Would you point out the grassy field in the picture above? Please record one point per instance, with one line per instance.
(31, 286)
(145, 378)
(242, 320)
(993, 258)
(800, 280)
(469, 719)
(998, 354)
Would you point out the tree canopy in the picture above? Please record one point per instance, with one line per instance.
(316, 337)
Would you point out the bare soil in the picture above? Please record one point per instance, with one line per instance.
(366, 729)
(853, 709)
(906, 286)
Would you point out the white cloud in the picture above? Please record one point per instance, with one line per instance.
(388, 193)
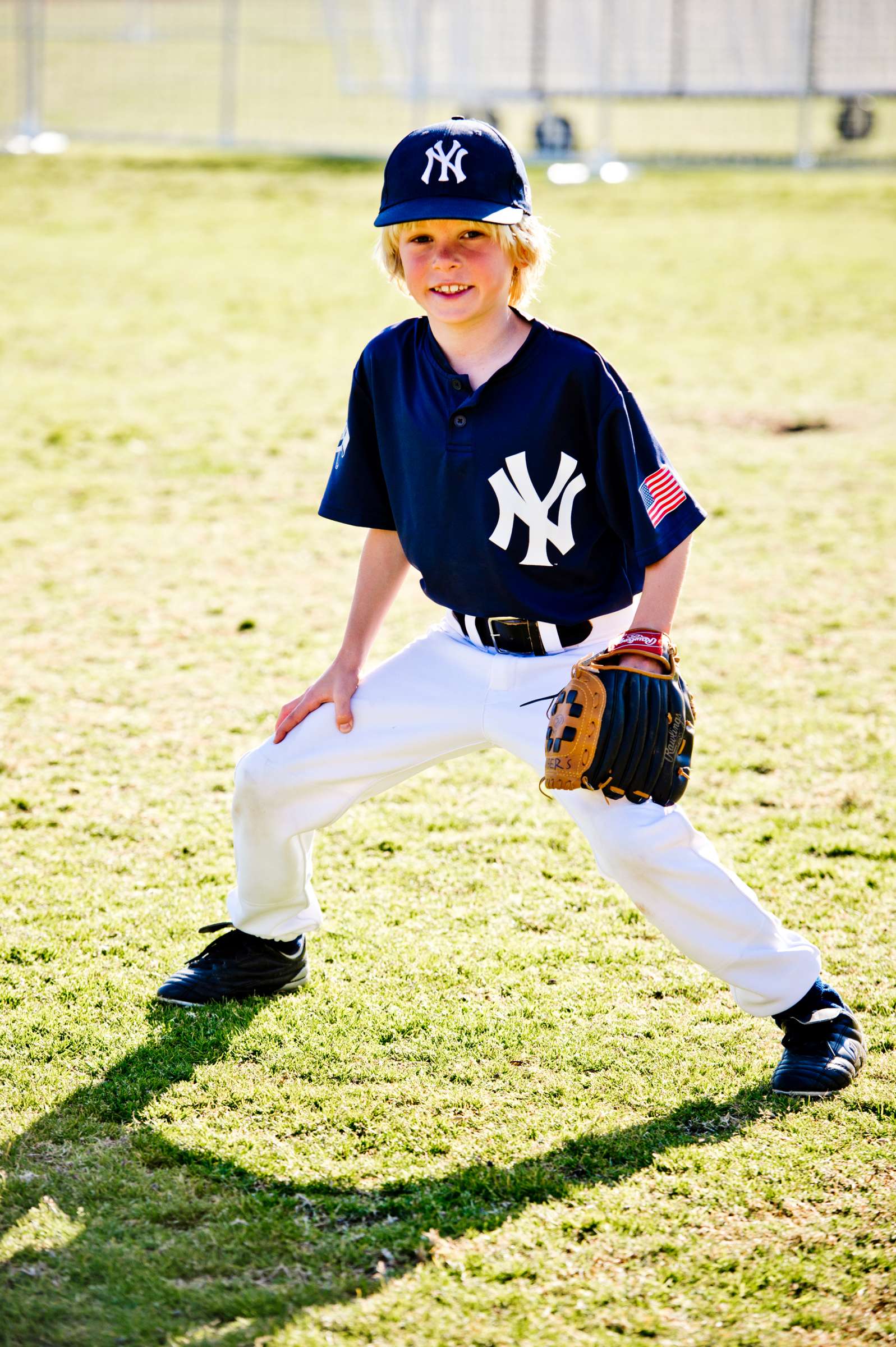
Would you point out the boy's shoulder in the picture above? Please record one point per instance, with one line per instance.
(393, 340)
(582, 358)
(559, 352)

▬▬▬

→ PROBLEM STATEMENT
Without the pictures, retype the whole of the material above exactly.

→ COMPLETE RESPONSE
Would you point out the grassy field in the picture above? Please record one point per instance, with one line per instance.
(31, 286)
(145, 378)
(242, 320)
(993, 258)
(800, 280)
(469, 719)
(998, 354)
Would you point out the tree canopy in the picture above? Please record one point per instance, with one line per instance.
(316, 337)
Would you point out the bare soil in the picture above? Please record one point per instance, with one line per instance.
(366, 729)
(853, 709)
(906, 286)
Would you point out the white cloud in the picture above? Please record one point per instance, with one line per instance.
(388, 193)
Would you point out the boy's shoulder in the picture above? Please record one point per instance, with one line per instance.
(393, 340)
(582, 358)
(559, 352)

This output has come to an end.